*Task directions*
Copy exactly the lines from the one containing "vegetation, that would be wonderful." through the last line of the records, both included, and nothing more.

*Data provided*
★ ★ ★
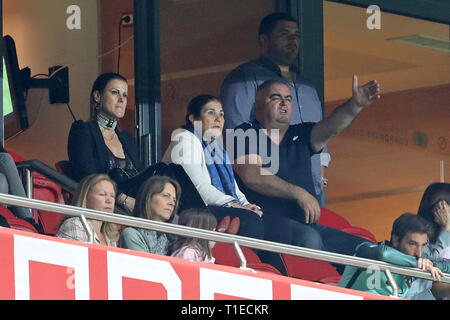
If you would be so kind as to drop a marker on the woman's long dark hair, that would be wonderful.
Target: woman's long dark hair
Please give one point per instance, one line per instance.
(434, 193)
(149, 188)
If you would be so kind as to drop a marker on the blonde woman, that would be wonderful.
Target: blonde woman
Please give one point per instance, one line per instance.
(96, 192)
(157, 200)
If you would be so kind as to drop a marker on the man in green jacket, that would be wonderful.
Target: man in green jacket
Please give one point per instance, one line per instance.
(408, 239)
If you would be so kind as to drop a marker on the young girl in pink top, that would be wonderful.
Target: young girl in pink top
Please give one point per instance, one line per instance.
(195, 249)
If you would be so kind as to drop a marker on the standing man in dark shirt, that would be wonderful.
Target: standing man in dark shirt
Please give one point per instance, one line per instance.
(272, 161)
(279, 42)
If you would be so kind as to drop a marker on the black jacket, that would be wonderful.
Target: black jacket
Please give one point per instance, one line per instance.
(88, 153)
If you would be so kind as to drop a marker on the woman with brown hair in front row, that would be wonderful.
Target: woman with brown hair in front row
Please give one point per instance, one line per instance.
(156, 200)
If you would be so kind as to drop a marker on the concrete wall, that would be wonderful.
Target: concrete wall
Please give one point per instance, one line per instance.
(43, 40)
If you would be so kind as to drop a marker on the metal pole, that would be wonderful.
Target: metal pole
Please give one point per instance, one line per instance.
(147, 80)
(240, 254)
(88, 230)
(392, 283)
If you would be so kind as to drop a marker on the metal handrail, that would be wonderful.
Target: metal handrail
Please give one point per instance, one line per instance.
(216, 236)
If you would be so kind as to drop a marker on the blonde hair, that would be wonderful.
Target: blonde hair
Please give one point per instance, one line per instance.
(108, 229)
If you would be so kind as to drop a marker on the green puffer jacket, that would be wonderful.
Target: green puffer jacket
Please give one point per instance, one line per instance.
(374, 280)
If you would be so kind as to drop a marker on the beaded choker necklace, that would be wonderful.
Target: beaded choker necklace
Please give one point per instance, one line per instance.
(105, 122)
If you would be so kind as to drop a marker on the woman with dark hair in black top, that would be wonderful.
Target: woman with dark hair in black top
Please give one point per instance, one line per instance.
(98, 146)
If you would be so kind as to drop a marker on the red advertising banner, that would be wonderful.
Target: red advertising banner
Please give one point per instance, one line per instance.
(38, 267)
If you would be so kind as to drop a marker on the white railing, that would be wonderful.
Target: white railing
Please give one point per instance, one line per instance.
(236, 240)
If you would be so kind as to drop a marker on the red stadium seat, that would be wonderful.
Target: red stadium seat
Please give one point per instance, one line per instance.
(65, 168)
(226, 255)
(331, 219)
(309, 269)
(360, 232)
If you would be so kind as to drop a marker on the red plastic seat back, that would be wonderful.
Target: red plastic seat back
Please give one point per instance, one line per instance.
(226, 255)
(360, 232)
(332, 219)
(44, 189)
(308, 269)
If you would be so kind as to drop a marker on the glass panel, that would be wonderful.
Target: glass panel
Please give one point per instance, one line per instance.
(383, 162)
(201, 41)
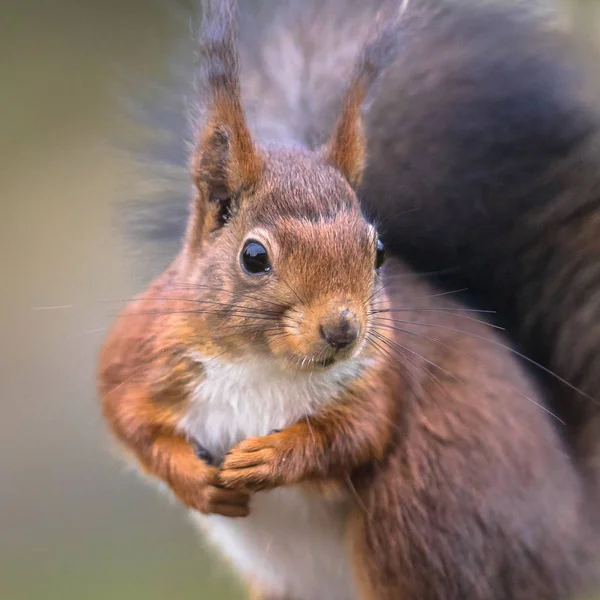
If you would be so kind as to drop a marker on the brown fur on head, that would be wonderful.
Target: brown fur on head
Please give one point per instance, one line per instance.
(309, 307)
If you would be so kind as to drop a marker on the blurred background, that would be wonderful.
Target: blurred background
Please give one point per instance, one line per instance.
(74, 523)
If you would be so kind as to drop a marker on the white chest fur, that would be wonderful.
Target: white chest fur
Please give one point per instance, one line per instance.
(293, 541)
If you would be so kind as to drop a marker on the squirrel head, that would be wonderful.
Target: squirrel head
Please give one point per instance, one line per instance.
(278, 254)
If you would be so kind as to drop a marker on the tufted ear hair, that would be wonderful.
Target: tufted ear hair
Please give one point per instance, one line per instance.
(225, 161)
(346, 148)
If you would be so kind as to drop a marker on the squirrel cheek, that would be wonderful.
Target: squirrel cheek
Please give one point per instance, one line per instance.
(299, 336)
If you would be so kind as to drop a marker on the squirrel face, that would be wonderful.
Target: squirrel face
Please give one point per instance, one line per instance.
(289, 271)
(277, 252)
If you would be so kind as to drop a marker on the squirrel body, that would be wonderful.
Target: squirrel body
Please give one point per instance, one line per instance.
(340, 428)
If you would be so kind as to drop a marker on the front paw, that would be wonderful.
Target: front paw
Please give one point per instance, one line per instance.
(259, 463)
(206, 494)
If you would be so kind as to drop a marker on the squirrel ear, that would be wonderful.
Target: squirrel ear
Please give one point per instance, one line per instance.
(225, 161)
(346, 149)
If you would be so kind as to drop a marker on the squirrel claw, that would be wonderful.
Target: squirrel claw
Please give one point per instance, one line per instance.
(256, 464)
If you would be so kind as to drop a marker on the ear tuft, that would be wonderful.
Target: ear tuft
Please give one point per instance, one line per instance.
(346, 149)
(225, 162)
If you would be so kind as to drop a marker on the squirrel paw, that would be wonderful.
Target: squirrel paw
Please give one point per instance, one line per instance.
(259, 463)
(210, 497)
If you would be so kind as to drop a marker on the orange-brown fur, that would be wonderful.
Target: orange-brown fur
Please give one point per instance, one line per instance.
(460, 482)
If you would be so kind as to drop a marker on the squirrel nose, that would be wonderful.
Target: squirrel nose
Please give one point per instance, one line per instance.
(341, 331)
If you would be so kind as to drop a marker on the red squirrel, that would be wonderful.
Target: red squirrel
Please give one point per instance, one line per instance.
(291, 388)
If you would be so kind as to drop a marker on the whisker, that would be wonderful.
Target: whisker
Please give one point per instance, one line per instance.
(454, 313)
(505, 347)
(477, 363)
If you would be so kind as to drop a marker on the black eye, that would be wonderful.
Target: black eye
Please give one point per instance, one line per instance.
(379, 254)
(254, 258)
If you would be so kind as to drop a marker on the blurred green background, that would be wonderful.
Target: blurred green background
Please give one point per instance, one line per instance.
(75, 523)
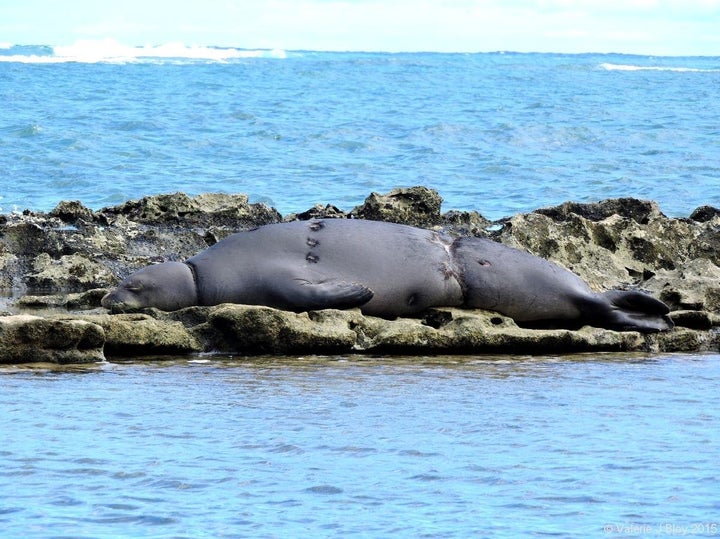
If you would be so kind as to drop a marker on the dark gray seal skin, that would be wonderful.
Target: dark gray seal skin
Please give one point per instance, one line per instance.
(386, 270)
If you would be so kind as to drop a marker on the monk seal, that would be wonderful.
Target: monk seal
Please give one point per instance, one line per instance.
(386, 270)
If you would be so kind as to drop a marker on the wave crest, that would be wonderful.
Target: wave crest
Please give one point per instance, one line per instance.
(112, 51)
(626, 67)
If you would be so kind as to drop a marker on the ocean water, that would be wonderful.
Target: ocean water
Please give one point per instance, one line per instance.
(497, 133)
(209, 446)
(584, 446)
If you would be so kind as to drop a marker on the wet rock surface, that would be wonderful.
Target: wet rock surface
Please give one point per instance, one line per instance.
(55, 267)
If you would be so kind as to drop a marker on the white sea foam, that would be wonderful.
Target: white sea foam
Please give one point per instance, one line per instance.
(112, 51)
(626, 67)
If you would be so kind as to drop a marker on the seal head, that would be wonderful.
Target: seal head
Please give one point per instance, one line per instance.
(168, 286)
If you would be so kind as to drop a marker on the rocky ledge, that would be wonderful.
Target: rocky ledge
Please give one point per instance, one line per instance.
(56, 266)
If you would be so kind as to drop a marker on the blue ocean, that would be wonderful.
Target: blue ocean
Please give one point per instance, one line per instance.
(610, 445)
(497, 133)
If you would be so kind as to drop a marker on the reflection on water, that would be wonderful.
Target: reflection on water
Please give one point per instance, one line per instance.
(359, 446)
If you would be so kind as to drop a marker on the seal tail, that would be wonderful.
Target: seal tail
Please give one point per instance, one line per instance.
(630, 310)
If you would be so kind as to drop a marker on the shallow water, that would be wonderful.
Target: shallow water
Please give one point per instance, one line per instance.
(362, 447)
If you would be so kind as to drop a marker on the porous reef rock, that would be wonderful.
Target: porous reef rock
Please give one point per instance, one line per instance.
(56, 267)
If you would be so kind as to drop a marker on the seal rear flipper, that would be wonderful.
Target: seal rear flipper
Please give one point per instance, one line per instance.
(630, 310)
(304, 295)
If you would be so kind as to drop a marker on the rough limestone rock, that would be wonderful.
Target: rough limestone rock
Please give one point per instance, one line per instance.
(57, 266)
(144, 335)
(30, 339)
(417, 206)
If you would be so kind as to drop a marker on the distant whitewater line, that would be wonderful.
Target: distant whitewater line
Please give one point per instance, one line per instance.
(625, 67)
(112, 51)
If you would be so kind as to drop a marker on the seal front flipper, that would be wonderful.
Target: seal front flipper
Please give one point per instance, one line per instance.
(630, 310)
(305, 295)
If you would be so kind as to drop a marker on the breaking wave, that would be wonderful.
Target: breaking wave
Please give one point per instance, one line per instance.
(626, 67)
(112, 51)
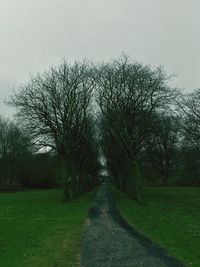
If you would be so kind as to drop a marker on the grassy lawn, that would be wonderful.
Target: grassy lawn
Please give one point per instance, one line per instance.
(171, 218)
(38, 229)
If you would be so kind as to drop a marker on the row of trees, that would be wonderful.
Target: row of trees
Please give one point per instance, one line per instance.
(123, 110)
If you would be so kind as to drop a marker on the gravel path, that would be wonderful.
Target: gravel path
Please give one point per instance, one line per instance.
(108, 241)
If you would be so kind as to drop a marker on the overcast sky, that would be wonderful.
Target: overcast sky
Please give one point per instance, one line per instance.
(36, 34)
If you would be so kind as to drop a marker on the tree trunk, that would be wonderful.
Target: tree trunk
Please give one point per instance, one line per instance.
(134, 184)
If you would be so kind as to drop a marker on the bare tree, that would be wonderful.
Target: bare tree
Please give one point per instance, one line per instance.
(55, 106)
(189, 113)
(129, 93)
(162, 143)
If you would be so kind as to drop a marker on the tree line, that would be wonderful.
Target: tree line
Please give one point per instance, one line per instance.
(123, 111)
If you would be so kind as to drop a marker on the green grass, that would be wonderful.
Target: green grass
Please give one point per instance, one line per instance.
(38, 229)
(171, 218)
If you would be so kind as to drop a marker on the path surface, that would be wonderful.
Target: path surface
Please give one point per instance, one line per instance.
(108, 241)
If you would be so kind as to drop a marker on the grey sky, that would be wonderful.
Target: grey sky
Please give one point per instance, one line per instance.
(35, 34)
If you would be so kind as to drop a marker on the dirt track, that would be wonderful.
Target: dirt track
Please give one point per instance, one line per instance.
(108, 241)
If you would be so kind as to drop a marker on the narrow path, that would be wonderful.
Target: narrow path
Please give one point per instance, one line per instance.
(108, 241)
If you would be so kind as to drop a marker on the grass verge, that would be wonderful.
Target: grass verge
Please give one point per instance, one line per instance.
(171, 218)
(38, 229)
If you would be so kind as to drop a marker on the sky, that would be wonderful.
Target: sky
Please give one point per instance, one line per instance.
(38, 34)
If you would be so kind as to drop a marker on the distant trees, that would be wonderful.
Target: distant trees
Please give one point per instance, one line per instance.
(15, 149)
(55, 106)
(129, 93)
(123, 109)
(162, 144)
(190, 117)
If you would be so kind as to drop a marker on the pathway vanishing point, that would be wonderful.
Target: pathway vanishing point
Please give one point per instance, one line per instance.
(108, 241)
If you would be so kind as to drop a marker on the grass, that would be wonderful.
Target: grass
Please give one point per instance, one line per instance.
(38, 229)
(171, 218)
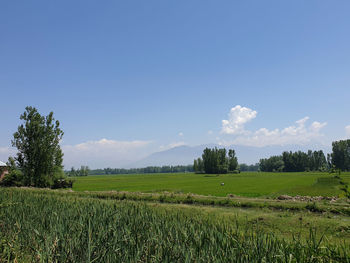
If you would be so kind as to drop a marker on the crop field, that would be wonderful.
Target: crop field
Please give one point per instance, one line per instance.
(249, 184)
(63, 226)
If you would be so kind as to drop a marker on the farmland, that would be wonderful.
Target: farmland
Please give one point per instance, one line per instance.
(250, 184)
(63, 226)
(178, 218)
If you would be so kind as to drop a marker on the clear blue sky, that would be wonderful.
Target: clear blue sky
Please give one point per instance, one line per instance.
(168, 72)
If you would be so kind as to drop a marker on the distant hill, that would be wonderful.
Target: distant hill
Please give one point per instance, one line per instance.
(183, 155)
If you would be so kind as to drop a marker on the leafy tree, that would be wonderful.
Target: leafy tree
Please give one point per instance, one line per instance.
(272, 164)
(39, 154)
(232, 160)
(341, 155)
(216, 161)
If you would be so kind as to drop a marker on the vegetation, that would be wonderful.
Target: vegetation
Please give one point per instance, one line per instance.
(47, 226)
(149, 169)
(39, 158)
(83, 171)
(216, 161)
(341, 155)
(249, 184)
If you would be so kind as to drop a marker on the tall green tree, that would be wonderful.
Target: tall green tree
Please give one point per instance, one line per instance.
(341, 155)
(232, 160)
(39, 154)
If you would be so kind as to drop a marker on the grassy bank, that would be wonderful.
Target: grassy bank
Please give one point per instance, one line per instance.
(60, 226)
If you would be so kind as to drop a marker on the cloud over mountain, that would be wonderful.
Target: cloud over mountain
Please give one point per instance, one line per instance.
(235, 133)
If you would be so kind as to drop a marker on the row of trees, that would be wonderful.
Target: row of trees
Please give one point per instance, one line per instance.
(216, 161)
(83, 171)
(295, 162)
(149, 169)
(340, 157)
(300, 161)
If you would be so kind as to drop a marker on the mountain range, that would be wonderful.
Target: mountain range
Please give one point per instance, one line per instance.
(183, 155)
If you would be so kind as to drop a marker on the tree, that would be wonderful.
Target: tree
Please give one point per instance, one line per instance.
(341, 155)
(39, 154)
(272, 164)
(216, 161)
(232, 160)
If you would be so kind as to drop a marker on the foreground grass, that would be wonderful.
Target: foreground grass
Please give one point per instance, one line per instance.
(53, 226)
(250, 184)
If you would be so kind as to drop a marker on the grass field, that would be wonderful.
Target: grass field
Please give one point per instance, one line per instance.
★ ★ ★
*Task response*
If you would be so kind as to drop a marker on the vegetation, that would be wonderful.
Target: vegetation
Please give one point per instance, one line per instance.
(47, 226)
(149, 169)
(39, 158)
(83, 171)
(216, 161)
(341, 155)
(249, 184)
If you would be so kind as to drop a marker on the tall green tree, that would be wonderful.
Target: tall green tree
Please give one point per instance, one line per instance.
(341, 155)
(232, 160)
(39, 154)
If you would be so kind as to drop a marker on the grassy bank, that would be wonderful.
Target: grassy bank
Please give one point per instance, one line per instance.
(60, 226)
If you would be so kind as to drop a marker on the cloud over mountain, that would be wonderful.
Target: cloud over mountain
Please give one point per instance, one line per instance.
(235, 133)
If you would be so kind as to drop a marker on the row of trees, that would be wonderful.
Target: row of trees
Please give one point per instance, one line per instance.
(216, 161)
(83, 171)
(295, 162)
(149, 169)
(340, 157)
(300, 161)
If you would be so kind as to drop a marker on the mountain range, that would be wonderful.
Target: mountain range
Please give one point per instance, one line per instance.
(183, 155)
If you would be so kind as to drop a marker on the tree, that would be wonderful.
Target: tree
Please give one point per instance, one line per instance.
(341, 155)
(39, 154)
(272, 164)
(216, 161)
(232, 160)
If you would be so kind as to drop a marker on the foreground grass, that would be wonderful.
Target: foreground grass
Please give one point per instance, one line per instance.
(53, 226)
(250, 184)
If you would be so kind as to drop a marker on the grass field, that would be wonderful.
Target: grass field
Please give one point per instance, one line per instance.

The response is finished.